*** Data records ***

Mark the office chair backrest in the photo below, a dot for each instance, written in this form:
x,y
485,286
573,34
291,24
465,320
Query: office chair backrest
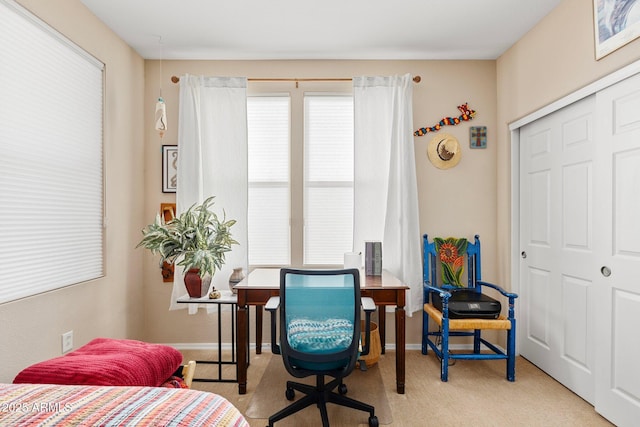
x,y
319,318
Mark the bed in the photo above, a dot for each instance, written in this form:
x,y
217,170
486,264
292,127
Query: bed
x,y
107,361
82,405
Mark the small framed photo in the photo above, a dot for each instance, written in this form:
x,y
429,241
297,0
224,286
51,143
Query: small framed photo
x,y
616,23
169,168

*** End of Data records ***

#### [Directions]
Once the pictures are set aside, repeat the data above exactly as written.

#### [Final answer]
Mark the office chair backrest in the photo below, a dot for each instance, written in this form:
x,y
485,286
573,34
291,24
465,320
Query: office chair backrest
x,y
319,318
Mark the bed in the photo above, a dot for each instance, written in this form:
x,y
217,170
486,264
292,127
Query: bed
x,y
107,361
82,405
Mark the small framed photo in the photo above, a dot for each instance, written in this form:
x,y
429,241
297,0
224,286
51,143
Query: small framed photo
x,y
616,23
169,168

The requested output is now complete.